-- START Source document --

It seems therefore necessary for us to determine whether the law is as claimed by the company, that one servant cannot recover of his employer for an injury occasioned by the negligence of another servant engaged in the same business. From the head note to this case, when it was here before, it would appear that this court had then decided the question in the negative. But from an examination of the case, we do not think it can be said to have that effect. On the contrary, this point of law seems not to have been contested there; probably for the reason that the plaintiff's counsel re*250lied on the peculiar facts in the case, to make it an exception to the rule claimed, rather than on a denial of the rule itself. Such being the case, the court was not called on to examine the question, nor does the opinion assume to examine or decide it. The court only says, in answer to the claim by the company that such was the law, that the court below so instructed the jury, and therefore the company had nothing to complain of. We cannot therefore regard this question, which had not before been\decided in this state, and is one of deep interest, as settled by that decision, and Mr. Justice Cole, by whom the opinion was then delivered, does not so regard it.

The general rule is conceded, that every person is responsible for injuries occurring to others by the negligence of his servants, while in the execution of his employment. This rule settles the question, unless the fact that the person injured is also a servant of the same employer, is just ground for making it an exception. That the majority of the cases which have passed upon the point, both in this country and in England, have recognized this as an exception, cannot be denied. And if it is only the duty of a court to count the cases on each side of a question, and decide in favor of the majority, this matter could be very readily determined j though upon some questions, with the rapidity with which judicial decisions are multiplying, this rule might require considerable arithmetical capacity. But if the reason of the law be the soul of the law, and such we understand to have ever been its proudest boast, then a court has, although a more difficult, yet a more worthy task, and has not only to count but to weigh the cases, and by this test the majority do not always rule. And such we think to be the result here.

-- END Source document --

_Work to do:_
[a] Decide whether each statement below agrees with the opinion on fellow-servant injuries. Answer yes or no for each, and quote the deciding words of the opinion.
(i) The court holds that its earlier decision in this case examined and decided whether one servant may recover for another servant's negligence.
(ii) The court admits that most cases on the point treat a fellow servant's injury as an exception to the general rule.
(iii) The court holds that it should settle a question by counting the decisions on each side and following the majority.
[b] Carry the opinion on fellow-servant injuries forward with the passage that follows its final sentence.

-- START Dataset content --

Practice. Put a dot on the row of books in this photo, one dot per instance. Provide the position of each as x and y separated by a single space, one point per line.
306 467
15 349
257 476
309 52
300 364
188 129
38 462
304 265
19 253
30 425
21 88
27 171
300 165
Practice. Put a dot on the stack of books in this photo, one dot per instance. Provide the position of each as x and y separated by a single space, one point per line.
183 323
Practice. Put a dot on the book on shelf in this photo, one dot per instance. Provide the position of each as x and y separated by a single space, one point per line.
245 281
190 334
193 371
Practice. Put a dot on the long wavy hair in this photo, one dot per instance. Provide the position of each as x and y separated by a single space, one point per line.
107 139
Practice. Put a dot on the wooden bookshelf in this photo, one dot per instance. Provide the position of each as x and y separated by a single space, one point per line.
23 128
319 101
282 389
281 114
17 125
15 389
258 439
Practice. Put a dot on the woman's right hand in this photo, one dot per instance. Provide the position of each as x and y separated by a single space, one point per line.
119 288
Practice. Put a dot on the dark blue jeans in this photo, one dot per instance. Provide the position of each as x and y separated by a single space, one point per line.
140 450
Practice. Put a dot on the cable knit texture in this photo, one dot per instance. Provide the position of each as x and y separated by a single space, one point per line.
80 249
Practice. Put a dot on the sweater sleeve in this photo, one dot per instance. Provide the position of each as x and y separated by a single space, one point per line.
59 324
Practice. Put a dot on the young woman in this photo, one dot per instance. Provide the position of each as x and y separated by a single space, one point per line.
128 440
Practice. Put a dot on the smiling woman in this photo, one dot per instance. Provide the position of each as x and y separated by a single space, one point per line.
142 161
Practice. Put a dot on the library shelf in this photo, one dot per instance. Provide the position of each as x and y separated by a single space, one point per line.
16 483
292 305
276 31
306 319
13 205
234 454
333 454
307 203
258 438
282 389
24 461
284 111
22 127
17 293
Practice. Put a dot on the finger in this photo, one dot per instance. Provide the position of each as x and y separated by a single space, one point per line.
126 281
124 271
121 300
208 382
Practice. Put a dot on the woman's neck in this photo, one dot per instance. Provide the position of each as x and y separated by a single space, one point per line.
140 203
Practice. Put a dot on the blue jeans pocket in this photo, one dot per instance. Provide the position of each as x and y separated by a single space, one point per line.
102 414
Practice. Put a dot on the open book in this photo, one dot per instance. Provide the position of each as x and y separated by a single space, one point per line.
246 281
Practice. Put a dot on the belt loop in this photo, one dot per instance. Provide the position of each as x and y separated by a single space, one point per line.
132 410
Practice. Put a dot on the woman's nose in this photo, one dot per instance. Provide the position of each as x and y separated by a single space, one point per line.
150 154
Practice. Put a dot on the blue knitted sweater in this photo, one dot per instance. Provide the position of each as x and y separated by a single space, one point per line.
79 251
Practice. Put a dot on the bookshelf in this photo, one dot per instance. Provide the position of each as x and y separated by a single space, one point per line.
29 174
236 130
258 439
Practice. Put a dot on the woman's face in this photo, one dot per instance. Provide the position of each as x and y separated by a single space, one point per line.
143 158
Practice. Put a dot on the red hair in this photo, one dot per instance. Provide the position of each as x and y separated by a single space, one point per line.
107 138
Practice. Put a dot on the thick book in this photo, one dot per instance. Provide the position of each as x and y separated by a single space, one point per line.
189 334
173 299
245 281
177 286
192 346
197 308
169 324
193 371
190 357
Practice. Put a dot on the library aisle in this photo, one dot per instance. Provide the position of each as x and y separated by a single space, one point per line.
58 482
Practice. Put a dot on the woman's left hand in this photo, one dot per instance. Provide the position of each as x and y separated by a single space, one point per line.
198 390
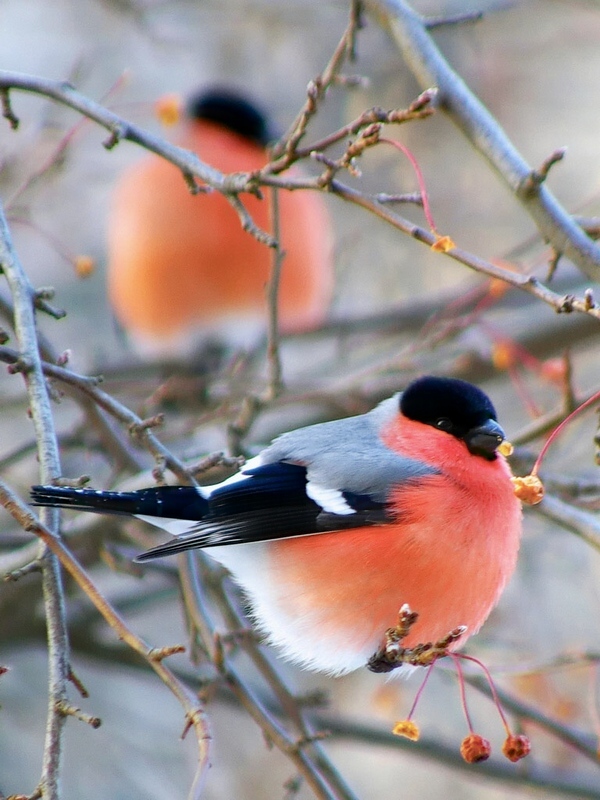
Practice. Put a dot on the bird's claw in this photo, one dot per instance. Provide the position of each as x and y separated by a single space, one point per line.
392 655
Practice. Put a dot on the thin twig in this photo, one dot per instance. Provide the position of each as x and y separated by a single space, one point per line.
48 456
556 226
154 657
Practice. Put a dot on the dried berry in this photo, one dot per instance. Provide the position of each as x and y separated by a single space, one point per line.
516 747
475 748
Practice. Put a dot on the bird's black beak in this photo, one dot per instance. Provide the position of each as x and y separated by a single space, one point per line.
485 439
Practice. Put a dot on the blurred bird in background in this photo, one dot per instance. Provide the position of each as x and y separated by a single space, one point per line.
181 270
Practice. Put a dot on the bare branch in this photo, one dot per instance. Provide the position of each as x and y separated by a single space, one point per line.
41 413
556 226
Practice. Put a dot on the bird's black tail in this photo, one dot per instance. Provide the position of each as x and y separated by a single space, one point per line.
175 502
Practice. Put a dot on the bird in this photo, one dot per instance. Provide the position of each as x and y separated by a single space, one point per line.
180 268
333 527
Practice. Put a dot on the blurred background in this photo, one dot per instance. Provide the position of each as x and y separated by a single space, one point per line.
535 65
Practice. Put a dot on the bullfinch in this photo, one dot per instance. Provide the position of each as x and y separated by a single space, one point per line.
335 526
182 270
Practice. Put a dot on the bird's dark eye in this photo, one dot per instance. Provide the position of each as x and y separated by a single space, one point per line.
444 424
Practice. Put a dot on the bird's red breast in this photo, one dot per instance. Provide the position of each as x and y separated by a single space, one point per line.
179 262
448 555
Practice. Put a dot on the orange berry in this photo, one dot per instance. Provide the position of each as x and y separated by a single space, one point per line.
168 109
408 729
475 748
554 370
443 244
516 747
84 266
529 489
503 355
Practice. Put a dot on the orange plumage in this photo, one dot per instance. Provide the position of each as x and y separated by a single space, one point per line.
181 265
449 555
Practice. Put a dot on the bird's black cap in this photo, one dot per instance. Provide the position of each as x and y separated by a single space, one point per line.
455 407
231 109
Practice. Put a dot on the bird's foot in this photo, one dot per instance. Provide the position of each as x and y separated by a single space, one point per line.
392 655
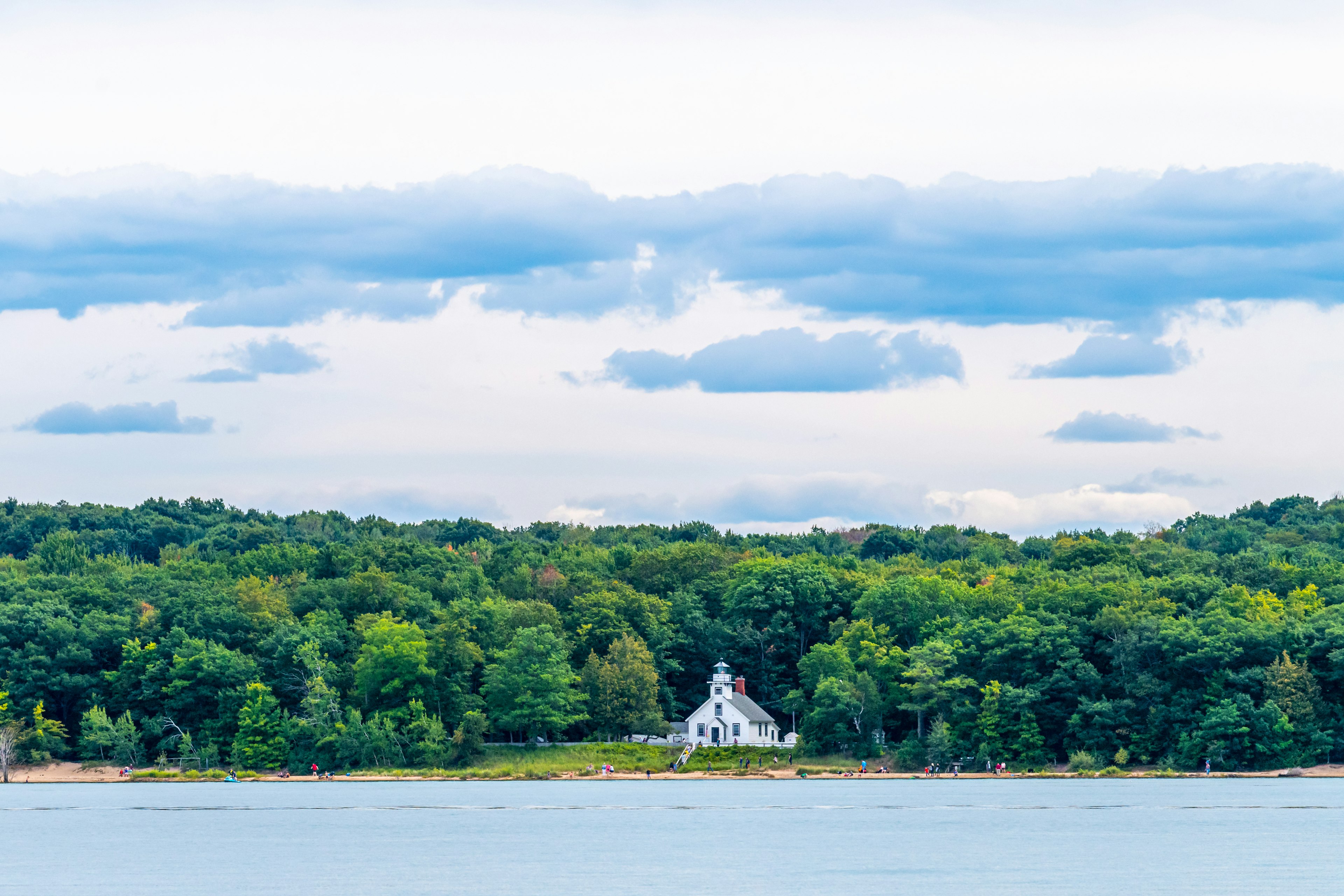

-- END Dataset content --

_Answers to the exercises:_
[a]
(i) No: "nor does the opinion assume to examine or decide it."
(ii) Yes: "That the majority of the cases which have passed upon the point, both in this country and in England, have recognized this as an exception, cannot be denied."
(iii) No: "has not only to count but to weigh the cases, and by this test the majority do not always rule."

[b]
The question has been very thoroughly examined in the following cases: Gillentwater vs. The Madison & Indianapolis R. R. Co., 5 Port. (Ind.,) 339; Fitzpatrick vs. New Albany *251& Salem R. R. Co., 7 id., 436; Little Miami R. R. Co. vs. Stevens, 20 Ohio, 415; and Railroad Company vs. Keary, 3 Ohio St Rep., 201. The law of Scotland upon this subject, which is also referred to in these cases, is more fully stated in Dixon vs. Rankin, found in 1 Amer. R. R. Cases, 569. As a matter of principle we concur fully with the reasoning of the Scottish justices, which is such as should commend itself to every right thinking mind and every right feeling heart. And the general reasoning by which the courts of Ohio and Indiana sustain the liability of the company in each of the partic-' ular cases mentioned, is of the same character. But in the cases in Indiana the servant injured was not engaged in the same department of business, as the one by whose negligence the injury was caused; and the court states this as a reason for distinguishing them from those which had decided against any liability. While the cases in Ohio, which are themselves authorities against this distinction, profess, or at least the later cases do, to recognize another, and while holding the company liable for an injury to a subordinate, occasioned by the negligence of his superior, admit that such liability would not exist, when the one injured occupied the position of an equal in the employment, with respect to the one causing the injury. While recognizing therefore, the reasoning of these courts, as stating clearly the grounds upon which liability in such cases rests, we shall attempt to show that that reasoning is entirely inconsistent with the distinctions they profess to admit, and necessarily, establishes the liability without reference to those distinctions. And that the latter must have been suggested out of deference to authorities, from which they did not care to depart, further than the facts of the case made necessary.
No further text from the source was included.